--- BEGIN Raw records ---

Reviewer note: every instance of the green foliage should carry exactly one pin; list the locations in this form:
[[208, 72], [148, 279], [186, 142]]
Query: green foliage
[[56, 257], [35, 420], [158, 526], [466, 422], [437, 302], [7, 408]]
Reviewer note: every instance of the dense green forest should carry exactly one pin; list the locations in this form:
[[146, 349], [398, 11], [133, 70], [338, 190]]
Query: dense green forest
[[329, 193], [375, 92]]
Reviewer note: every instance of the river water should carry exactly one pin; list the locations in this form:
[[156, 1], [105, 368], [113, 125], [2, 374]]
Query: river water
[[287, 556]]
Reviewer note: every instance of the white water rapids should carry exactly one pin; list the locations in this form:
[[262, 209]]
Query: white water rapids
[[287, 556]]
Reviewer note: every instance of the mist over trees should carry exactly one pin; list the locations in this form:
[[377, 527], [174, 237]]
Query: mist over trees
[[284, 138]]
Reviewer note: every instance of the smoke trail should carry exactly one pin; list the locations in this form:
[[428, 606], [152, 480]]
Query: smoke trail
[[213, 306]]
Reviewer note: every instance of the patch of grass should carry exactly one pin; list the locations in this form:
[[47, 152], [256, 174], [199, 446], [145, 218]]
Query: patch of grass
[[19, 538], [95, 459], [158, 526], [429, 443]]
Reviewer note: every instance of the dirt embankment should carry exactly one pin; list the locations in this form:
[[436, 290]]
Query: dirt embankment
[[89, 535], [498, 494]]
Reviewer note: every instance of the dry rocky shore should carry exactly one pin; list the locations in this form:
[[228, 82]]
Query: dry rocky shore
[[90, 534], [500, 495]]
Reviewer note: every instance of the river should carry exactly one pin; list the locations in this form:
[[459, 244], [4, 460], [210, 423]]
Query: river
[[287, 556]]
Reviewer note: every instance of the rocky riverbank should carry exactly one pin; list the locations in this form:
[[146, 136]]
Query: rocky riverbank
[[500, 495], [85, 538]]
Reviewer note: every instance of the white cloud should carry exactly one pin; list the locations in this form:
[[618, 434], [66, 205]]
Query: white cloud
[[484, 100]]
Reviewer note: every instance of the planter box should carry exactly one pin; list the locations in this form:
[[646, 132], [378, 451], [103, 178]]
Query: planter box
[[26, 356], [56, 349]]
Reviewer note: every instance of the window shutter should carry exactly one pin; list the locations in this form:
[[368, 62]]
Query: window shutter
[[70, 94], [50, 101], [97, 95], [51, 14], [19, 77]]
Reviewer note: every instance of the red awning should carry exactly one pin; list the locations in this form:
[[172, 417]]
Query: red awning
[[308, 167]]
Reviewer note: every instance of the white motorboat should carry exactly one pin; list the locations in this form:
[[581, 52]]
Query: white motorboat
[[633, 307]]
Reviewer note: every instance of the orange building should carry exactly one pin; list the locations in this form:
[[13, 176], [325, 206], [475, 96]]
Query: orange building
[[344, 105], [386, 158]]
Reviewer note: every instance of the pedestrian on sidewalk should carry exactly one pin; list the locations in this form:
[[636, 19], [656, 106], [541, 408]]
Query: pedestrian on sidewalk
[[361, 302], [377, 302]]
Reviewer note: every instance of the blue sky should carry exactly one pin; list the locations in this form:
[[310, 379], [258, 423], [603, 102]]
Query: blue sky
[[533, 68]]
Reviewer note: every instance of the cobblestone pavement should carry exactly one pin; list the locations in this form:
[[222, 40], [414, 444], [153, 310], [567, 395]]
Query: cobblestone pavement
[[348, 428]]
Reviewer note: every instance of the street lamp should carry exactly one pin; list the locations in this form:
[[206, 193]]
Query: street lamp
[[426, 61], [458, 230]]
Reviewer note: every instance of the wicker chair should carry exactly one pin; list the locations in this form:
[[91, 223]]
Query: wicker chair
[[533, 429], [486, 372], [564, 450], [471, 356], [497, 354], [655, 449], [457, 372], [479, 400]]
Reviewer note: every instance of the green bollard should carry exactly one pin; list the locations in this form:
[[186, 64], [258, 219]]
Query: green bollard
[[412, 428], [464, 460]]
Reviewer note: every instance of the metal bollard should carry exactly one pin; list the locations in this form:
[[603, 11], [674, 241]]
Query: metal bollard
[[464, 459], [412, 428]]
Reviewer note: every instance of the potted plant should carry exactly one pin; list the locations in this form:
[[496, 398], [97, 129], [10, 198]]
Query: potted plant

--- END Raw records ---

◆ Stated problem: Reproduce the records verbatim, starting at the line that contains "Reviewer note: every instance of the smoke" and ending at the line that contains "[[500, 495], [85, 538]]", both included.

◆ The solution:
Reviewer note: every instance of the smoke trail should carry exactly one pin; list the locations in this form:
[[428, 606], [152, 480]]
Query: smoke trail
[[213, 306]]
Reviewer note: every instance of the patch of grass should carry exactly one pin; list the locations in this form:
[[47, 152], [256, 174], [199, 446], [145, 218]]
Query: patch of grass
[[19, 538], [95, 459], [158, 526], [429, 443]]
Reviewer note: every instance of the dirt embankment should carry exactly one pin; list the locations in this form:
[[436, 290]]
Query: dirt embankment
[[89, 535], [498, 494]]
Reviewer note: every instance of the dry rocky shore should carry exactly one pin; list the locations in this form:
[[228, 82]]
Query: dry rocky shore
[[90, 534], [500, 495]]
Reviewer note: every instance of the river should carry exactly one pin; list the locations in this form:
[[459, 244], [4, 460], [210, 423]]
Query: river
[[287, 556]]
Reviewer note: every instance of the rocky riverbank should carry exactly one pin; list the locations in this form:
[[146, 136]]
Query: rocky riverbank
[[500, 495], [85, 538]]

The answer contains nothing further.